■ **Текст для чтения**
# # # #

Лежащие фигуры допускают высочайший взлет эффектов контрапоста, поскольку здесь члены тела с их противоборствующими движениями могут быть сдвинуты вплотную друг к другу. Однако содержание фигур не исчерпывается формальной проблематикой: чрезвычайно звучен здесь также и момент чисто природный. Усталый человек, у которого сами собой расслабляются все члены, является трогательным изображением «Вечера», но одновременно, как кажется, — и заката жизни, а где можно встретить более убедительное, чем здесь, изображение тяжкого утреннего пробуждения?

Разумеется, во всех этих фигурах живет уже иное ощущение. Микеланджело более не восходит до свободного радостного дыхания «Сикстинской капеллы». Все движения жестче и тяжелее: тела довлеют, как горные кряжи, и кажется, лишь с трудом, неравномерно способна их пронизать воля.

137. Микеланджело. Утро. (Аврора). Флоренция. Капелла Сан Лоренцо
138. Микеланджело. Полдень. Флоренция. Капелла Сан Лоренцо
139. Микеланджело. Вечер. Флоренция. Капелла Сан Лоренцо
140. Микеланджело. Ночь. Флоренция. Капелла Сан Лоренцо
141. Нил. Античный мастер. Рим. Капитолийский музей

Фигуры покойных даны в виде сидящих статуй. Гробница должна не воспроизводить умиротворенное изображение умершего, но являться памятником живому. К такому представлению подводила уже выполненная Поллайоло гробница Иннокентия VIII в соборе св. Петра, хотя и там благословляющая фигура папы дается не одна, но лишь рядом с лежащим покойником.

У Микеланджело здесь — две фигуры военачальников. Может показаться необычным, что он тем не менее избрал в качестве мотива сидячее положение, причем в свободной позе, где сказывается значительное личностное начало: у одного из них это глубокая погруженность в размышления, у другого — мгновенно бросаемый вбок взгляд. Ни одному не придана представительная поза. С тех пор, как Вероккьо создавал своего Коллеони, воззрение на благородство переменились, и образ сидящего военачальника был впоследствии избран даже для такого великого полководца, как Джованни делле Банде Нере (Флоренция, перед Сан Лоренцо).

Интересна здесь сама трактовка сидящих фигур, если сопоставить с ней многие другие, более ранние решения этой задачи, данные самим Микеланджело. Один сближается с Иеремией со сводов Сикстинской капеллы, другой — с Моисеем. Однако в обоих произведены характерные изменения, направленные на обогащение. У Джулиано (с маршальским жезлом) следует обратить внимание на дифференцирование коленей и неодинаковое положение плеч. По этим образцам предстоит отныне измеряться пластическому содержанию всех сидящих фигур, и уже скоро не будет видно конца навязчивым усилиям сделать произведение поинтереснее при помощи разворота плеч, поставленной на возвышение ноги и свернутой набок головы, причем все это неизбежно за счет содержания.

# # # #

■ **Извлечённые записи**

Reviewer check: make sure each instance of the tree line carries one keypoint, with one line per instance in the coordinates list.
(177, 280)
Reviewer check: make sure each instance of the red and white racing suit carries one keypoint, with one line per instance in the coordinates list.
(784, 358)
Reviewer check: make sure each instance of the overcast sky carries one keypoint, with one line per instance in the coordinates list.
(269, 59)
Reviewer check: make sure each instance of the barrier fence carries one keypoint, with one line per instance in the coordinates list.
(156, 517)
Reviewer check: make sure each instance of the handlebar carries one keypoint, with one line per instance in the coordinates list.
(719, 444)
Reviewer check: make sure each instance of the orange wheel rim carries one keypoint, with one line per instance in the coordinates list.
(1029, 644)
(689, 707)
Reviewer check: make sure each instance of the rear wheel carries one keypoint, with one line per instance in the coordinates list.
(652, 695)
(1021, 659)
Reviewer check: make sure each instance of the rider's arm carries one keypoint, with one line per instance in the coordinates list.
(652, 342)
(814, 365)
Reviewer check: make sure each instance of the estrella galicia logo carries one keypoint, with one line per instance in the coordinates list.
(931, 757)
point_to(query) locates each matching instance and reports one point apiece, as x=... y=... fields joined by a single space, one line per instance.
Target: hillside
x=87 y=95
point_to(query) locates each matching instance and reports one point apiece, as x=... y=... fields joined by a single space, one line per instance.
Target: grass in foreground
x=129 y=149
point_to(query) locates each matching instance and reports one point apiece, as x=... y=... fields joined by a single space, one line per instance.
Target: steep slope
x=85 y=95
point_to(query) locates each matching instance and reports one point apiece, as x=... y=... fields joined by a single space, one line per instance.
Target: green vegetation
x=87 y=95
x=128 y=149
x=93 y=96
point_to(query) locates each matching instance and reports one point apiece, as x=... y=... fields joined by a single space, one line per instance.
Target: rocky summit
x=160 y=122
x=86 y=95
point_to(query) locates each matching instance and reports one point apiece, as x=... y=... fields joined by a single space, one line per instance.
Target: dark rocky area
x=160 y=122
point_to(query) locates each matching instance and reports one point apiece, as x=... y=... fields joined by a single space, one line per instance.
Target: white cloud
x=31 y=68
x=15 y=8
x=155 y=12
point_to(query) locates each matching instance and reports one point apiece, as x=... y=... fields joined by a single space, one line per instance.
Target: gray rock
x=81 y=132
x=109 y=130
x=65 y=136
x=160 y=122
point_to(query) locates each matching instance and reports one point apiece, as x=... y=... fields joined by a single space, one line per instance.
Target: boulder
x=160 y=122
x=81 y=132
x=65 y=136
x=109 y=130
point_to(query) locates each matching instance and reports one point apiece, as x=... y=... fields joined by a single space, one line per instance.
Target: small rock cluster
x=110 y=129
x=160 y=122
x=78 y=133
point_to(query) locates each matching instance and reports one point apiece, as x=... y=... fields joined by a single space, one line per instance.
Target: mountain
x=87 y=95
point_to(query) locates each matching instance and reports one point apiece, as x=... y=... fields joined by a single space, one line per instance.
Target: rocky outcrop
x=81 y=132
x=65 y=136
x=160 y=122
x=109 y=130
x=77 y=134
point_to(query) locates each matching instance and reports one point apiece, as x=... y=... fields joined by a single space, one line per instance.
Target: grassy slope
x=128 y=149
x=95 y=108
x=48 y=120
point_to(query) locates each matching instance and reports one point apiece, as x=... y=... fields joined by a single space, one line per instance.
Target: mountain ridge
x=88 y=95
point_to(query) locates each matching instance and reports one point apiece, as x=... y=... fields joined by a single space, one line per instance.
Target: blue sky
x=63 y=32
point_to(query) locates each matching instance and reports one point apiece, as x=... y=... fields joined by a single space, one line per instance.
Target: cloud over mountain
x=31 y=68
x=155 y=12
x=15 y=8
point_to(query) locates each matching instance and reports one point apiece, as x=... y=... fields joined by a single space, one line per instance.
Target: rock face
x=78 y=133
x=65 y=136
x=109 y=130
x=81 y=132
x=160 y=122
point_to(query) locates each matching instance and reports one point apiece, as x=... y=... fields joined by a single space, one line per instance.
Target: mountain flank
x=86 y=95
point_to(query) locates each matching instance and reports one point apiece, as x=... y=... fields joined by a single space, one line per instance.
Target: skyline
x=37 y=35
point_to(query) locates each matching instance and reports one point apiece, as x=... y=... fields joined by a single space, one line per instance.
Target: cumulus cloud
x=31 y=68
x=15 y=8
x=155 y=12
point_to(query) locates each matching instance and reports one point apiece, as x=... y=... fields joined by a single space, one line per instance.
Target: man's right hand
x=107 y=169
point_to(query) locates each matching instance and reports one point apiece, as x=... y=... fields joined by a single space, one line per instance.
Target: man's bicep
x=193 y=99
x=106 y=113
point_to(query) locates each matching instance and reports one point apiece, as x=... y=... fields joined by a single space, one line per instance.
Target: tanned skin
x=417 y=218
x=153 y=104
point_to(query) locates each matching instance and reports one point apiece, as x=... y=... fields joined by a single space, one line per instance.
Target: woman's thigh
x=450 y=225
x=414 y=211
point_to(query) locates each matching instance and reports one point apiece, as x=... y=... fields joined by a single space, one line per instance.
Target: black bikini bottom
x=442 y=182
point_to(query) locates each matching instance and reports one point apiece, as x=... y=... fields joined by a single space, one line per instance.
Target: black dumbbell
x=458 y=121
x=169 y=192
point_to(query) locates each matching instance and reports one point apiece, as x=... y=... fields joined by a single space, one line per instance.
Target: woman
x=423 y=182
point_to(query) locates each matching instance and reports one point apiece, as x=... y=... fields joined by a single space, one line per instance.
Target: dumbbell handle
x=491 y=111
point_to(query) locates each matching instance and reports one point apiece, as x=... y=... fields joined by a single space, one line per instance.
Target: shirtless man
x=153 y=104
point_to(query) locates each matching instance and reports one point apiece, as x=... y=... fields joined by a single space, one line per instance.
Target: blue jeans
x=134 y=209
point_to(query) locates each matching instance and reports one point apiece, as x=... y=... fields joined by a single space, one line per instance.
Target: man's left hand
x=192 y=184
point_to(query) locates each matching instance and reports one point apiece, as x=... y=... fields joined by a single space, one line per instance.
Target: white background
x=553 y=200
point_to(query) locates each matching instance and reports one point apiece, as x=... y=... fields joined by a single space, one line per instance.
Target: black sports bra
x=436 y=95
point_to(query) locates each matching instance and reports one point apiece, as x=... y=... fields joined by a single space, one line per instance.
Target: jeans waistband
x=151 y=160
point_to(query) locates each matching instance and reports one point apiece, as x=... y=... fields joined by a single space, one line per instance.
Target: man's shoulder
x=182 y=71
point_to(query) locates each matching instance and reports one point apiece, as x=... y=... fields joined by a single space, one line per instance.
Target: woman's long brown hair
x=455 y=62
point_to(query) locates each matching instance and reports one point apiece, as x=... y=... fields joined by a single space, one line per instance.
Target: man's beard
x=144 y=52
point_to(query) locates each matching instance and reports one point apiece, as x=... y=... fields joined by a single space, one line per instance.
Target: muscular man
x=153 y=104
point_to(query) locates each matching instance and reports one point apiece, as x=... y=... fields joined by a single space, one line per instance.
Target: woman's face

# # # #

■ **Задания**
1) Переведите на английский язык предложение из текста для чтения: «Фигуры покойных даны в виде сидящих статуй.»
2) Продублируйте отрывок из текста для чтения между словами «У Микеланджело здесь» и «перед Сан Лоренцо).» включительно.
3) Ответьте по тексту для чтения:
(a) Кто выполнил гробницу Иннокентия VIII в соборе св. Петра?
(b) С какими ранее созданными Микеланджело фигурами сближаются два сидящих военачальника?
(c) С чем сравниваются тела фигур в отрывке о том, что все движения стали жестче и тяжелее?
Записи здесь никакой роли не играют.

■ **Ответы**
1) The figures of the deceased are presented as seated statues.

2)
У Микеланджело здесь — две фигуры военачальников. Может показаться необычным, что он тем не менее избрал в качестве мотива сидячее положение, причем в свободной позе, где сказывается значительное личностное начало: у одного из них это глубокая погруженность в размышления, у другого — мгновенно бросаемый вбок взгляд. Ни одному не придана представительная поза. С тех пор, как Вероккьо создавал своего Коллеони, воззрение на благородство переменились, и образ сидящего военачальника был впоследствии избран даже для такого великого полководца, как Джованни делле Банде Нере (Флоренция, перед Сан Лоренцо).

3)
(a) Поллайоло.
(b) Один с Иеремией, другой с Моисеем.
(c) С горными кряжами.